# [PAGE EXTRACT]
----------------------------------------
3

I don't understand why my snakemake process stops at 50% and does not whant to proceed eventhough the DAG and the dry-run knows there are new things to be done.

I have a snakefile that:

  • Prints a wonderful DAG
  • Counts a correct number of jobs

Here is my snakefile:

import os
import os.path


"""
This rule prints user message on success (everything returned error code == 0)
"""
onsuccess:
    print("Thepipeline is over and successful.")


"""
This rule prints user message on error (something returned error code != 0)
"""
onerror:
    print("Thepipeline ended wrongly.")


"""
This rule lists the reports, here I expect only one.
"""
rule analysis_target:
    input:
        dynamic("Sample1/{cluster}/REPORT.html")
    message:
        "Finishing the pipeline"


"""
This rule performs normalisation of cel files
"""
rule analysis_process:
    input:
        "{sample}.CEL"
    output:
        os.path.join("{sample}", "{sample}_processed.RDS")
    message:
        "Perform normalisation of {wildcards.sample}"
----------------------------------------
[Region annotation items]

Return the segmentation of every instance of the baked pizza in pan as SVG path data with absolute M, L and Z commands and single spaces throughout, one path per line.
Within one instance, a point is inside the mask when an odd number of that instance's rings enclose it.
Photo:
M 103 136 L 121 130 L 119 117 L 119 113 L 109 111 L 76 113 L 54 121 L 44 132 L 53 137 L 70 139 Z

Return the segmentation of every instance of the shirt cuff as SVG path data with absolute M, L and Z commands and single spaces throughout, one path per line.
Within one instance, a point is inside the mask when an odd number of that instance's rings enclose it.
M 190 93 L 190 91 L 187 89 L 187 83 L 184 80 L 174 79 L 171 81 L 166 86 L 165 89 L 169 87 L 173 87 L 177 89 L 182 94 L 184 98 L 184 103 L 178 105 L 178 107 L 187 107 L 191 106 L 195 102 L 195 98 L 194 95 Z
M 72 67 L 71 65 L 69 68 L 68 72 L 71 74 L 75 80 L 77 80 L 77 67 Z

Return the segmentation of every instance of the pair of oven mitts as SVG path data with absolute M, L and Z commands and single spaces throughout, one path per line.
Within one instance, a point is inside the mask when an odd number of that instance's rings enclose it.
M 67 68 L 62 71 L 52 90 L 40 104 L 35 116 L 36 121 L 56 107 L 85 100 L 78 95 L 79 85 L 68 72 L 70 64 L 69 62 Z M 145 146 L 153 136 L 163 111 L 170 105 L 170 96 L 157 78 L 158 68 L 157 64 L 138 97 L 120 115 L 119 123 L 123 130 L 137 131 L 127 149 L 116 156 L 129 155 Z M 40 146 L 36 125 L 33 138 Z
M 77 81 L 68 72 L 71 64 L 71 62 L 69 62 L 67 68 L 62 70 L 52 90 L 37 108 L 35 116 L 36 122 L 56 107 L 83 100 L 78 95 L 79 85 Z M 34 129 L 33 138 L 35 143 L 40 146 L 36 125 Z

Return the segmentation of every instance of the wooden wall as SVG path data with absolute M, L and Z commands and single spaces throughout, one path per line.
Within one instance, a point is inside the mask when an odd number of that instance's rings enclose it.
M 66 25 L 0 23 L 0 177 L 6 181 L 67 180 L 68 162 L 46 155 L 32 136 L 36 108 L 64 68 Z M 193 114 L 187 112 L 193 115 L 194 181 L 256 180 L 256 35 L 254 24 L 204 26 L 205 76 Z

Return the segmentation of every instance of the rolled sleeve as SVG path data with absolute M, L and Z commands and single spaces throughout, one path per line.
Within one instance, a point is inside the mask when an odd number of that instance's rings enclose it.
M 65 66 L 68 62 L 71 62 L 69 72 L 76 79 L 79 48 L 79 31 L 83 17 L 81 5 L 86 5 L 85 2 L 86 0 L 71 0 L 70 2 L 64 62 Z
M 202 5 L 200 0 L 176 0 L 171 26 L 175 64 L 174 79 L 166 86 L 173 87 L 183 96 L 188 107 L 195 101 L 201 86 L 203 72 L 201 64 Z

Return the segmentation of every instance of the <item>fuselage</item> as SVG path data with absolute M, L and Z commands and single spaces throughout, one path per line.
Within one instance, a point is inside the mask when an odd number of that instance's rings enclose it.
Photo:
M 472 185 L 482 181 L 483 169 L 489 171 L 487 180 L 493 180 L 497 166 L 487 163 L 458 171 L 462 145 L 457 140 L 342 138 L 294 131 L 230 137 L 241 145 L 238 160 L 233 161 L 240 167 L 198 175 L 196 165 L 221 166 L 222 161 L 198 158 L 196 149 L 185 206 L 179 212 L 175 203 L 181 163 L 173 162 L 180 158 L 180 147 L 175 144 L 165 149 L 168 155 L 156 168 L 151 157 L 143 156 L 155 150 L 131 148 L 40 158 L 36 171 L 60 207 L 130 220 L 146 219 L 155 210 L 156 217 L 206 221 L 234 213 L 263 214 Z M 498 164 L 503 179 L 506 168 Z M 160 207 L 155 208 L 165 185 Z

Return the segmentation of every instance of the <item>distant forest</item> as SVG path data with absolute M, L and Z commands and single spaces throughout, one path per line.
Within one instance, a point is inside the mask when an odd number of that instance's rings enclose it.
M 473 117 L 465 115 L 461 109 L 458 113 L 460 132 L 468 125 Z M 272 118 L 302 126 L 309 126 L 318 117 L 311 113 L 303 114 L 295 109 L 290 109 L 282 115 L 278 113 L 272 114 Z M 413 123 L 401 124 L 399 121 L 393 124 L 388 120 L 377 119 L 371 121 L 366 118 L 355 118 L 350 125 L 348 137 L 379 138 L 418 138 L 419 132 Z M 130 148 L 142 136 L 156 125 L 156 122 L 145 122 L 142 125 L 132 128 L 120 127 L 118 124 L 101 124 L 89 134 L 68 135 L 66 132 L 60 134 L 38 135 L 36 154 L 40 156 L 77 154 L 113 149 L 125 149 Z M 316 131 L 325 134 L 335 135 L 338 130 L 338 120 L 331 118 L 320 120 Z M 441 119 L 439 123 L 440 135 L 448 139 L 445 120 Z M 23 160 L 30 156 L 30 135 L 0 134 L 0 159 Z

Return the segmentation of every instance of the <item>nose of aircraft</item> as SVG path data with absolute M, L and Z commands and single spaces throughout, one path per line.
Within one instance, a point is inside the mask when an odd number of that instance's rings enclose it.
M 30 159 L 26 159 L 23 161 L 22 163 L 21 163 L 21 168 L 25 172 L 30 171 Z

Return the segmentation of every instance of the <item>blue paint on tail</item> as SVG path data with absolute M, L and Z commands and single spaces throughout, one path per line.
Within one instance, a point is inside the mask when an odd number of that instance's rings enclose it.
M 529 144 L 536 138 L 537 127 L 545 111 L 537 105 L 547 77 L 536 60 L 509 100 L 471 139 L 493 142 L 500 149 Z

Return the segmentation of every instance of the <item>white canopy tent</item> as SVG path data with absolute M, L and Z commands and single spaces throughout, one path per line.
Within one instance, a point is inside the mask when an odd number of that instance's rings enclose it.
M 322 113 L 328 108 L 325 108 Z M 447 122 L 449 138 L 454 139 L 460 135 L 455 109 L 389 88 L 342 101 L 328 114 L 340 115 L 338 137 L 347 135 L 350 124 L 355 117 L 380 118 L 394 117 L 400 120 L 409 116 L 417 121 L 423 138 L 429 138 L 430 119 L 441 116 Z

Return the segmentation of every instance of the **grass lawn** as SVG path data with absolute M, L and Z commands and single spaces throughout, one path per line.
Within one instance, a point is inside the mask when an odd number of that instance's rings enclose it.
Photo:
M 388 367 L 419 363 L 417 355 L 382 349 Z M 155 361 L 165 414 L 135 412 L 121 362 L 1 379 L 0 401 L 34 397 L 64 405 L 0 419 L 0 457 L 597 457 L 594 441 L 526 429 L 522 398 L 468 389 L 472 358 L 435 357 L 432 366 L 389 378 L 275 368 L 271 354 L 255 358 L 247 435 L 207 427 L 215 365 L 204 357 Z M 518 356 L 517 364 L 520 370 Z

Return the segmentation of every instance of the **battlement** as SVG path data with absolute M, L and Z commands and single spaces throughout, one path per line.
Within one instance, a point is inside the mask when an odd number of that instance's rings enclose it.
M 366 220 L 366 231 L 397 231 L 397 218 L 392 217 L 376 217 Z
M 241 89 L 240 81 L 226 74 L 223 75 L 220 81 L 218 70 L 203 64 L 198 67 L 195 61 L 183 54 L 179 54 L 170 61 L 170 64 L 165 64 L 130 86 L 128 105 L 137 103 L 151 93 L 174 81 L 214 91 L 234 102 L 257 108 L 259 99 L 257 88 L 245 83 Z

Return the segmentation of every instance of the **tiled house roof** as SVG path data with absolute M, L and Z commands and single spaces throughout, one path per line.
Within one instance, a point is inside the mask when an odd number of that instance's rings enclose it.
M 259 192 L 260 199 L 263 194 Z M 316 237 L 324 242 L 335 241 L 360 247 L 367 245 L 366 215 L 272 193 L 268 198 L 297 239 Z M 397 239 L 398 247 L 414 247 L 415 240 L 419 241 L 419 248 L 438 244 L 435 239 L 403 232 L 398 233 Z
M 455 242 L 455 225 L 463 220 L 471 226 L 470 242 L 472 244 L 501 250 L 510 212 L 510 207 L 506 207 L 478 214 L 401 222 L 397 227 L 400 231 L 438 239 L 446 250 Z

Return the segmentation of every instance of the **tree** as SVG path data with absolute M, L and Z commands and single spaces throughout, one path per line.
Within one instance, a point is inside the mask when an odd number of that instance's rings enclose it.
----------------------------------------
# [EXERCISE TASKS]
- A) In the snakemake question, list the name of each block defined in the snakefile after the import lines, in the order they appear.
- B) According to the snakemake question, at what percentage does the snakemake process stop?
- C) Pick up the snakemake question where it stops and write what comes next.

# [ANSWERS PER TASK]
- A) onsuccess, onerror, analysis_target, analysis_process

- B) It stops at 50%.

- C)
    threads:
        1
    log:
        out = os.path.join("Process_{sample}.out"),
        err = os.path.join("Process_{sample}.err")
    shell:
        "Process.R {input}"  # Close function
        " > {log.out}"  # Stdout redirection
        " 2> {log.err}"  # Stderr redirection


"""
This rule performs L2R/BAF segmentation
"""
rule analysis_Segment_L2R:
    input:
        os.path.join("{sample}", "{sample}_processed.RDS")
    output:
        dynamic(os.sep.join(["{sample}", "{cluster}", "{sample}.ASPCF.RDS"]))
    message:
        "Working on L2R/BAF segmentation of {wildcards.sample}"
    threads:
        1
    log:
        out = os.path.join("Segment_{sample}.out"),
        err = os.path.join("Segment_{sample}.err")
    shell:
        "Segment.R {input}"  # Close function
        " > {log.out}"  # Stdout redirection
        " 2> {log.err}"  # Stderr redirection

"""
This rule performs the ASCN/TCN segmentation
"""
rule analysis_Segment_ASCN:
    input:
        dynamic(os.sep.join(["{sample}", "{cluster}", "{sample}.ASPCF.RDS"]))
    output:
        os.sep.join(["{sample}", "{cluster}", "ascat.ASCN.RDS"]),
    message:
        "Performing ASCN/TCN segmentation for {wildcards.sample}"
    threads:
        1
    log:
        out = os.path.join(config["log_directory"], "ASCN_{sample}.out"),
        err = os.path.join(config["log_directory"], "ASCN_{sample}.err")
    shell:
        "ASCN.R {input}"  # Close function
        " > {log.out}"  # Stdout redirection
        " 2> {log.err}"  # Stderr redirection

"""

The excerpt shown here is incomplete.